- **The task**
Set down the material below in full, matching it exactly.

- **Raw data**
::::::::::

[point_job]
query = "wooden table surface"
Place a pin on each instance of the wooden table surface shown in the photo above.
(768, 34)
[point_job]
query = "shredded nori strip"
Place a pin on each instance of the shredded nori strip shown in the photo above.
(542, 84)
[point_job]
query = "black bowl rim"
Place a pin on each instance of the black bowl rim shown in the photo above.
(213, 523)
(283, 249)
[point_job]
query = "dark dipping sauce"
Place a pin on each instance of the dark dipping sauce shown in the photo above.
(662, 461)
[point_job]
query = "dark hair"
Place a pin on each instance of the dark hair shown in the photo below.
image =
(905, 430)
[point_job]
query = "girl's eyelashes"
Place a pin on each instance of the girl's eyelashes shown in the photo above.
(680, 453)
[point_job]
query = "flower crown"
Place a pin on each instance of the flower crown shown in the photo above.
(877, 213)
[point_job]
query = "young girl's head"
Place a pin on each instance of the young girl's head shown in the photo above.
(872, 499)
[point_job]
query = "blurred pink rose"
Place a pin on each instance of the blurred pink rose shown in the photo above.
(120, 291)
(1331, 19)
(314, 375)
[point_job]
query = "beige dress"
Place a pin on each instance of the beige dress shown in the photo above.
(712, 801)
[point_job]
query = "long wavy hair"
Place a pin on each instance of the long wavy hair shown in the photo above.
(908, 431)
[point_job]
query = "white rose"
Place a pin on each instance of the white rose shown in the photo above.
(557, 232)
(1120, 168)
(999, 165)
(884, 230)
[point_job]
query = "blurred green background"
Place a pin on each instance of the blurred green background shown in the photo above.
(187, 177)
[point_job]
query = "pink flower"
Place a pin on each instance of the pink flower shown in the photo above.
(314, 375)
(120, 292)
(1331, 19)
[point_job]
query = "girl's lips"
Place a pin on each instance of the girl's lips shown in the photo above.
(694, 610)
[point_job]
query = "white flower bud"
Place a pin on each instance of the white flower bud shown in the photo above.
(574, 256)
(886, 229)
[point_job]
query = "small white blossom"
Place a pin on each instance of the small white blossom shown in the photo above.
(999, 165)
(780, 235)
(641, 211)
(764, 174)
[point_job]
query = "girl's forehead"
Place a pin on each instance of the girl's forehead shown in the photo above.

::::::::::

- **Response for this exercise**
[point_job]
query = "wooden table surface"
Place a pin on each instance of the wooden table surface shown in the photo above.
(768, 34)
[point_job]
query = "shredded nori strip"
Place a pin on each instance of the shredded nori strip shown in the photo above.
(542, 84)
[point_job]
query = "black bowl rim"
Place a pin on each instance of the black bowl rim shown in the photo above.
(213, 523)
(283, 249)
[point_job]
query = "dark dipping sauce"
Place a pin on each instance of the dark dipping sauce shown in the photo above.
(662, 461)
[point_job]
query = "dark hair"
Place a pin on each instance of the dark hair shown in the photo below.
image =
(905, 430)
[point_job]
query = "girl's eyelashes"
Place a pin on each instance of the girl's eyelashes shown in the photo above.
(680, 453)
[point_job]
query = "flower crown"
Place a pin on each instance of the flower crown shown in the photo above.
(877, 213)
[point_job]
query = "young girl's head"
Place a pin on each instance of the young girl's head shown in the photo above.
(872, 499)
[point_job]
query = "blurred pink rose"
Place a pin on each instance of the blurred pink rose shown in the photo above.
(120, 291)
(1331, 19)
(314, 375)
[point_job]
query = "beige dress"
Place a pin on each instance of the beige dress shown in the photo above.
(712, 801)
[point_job]
query = "long wavy hair"
Place a pin on each instance of the long wavy hair shown in the photo above.
(908, 431)
[point_job]
query = "white rose"
Place a pin on each instance of the white rose shown in the photo above.
(557, 232)
(1120, 168)
(999, 165)
(884, 230)
[point_job]
query = "blurred green background"
Place a pin on each instance of the blurred green background shown in the photo above.
(187, 177)
[point_job]
query = "pink flower"
Place a pin on each instance of the pink flower shown in the photo above.
(314, 375)
(120, 292)
(1331, 19)
[point_job]
query = "girl's lips"
Place a pin on each instance of the girl's lips shown in the photo above.
(694, 610)
[point_job]
query = "white flower bud"
Place a pin on each instance of the white flower bud shown in the photo above.
(574, 256)
(886, 229)
[point_job]
query = "small white blossom"
Place a pin on each instance of the small white blossom shown in the photo above.
(999, 165)
(780, 235)
(641, 211)
(764, 174)
[point_job]
query = "girl's forehead"
Place a pin on each instance of the girl's forehead shown in the photo above.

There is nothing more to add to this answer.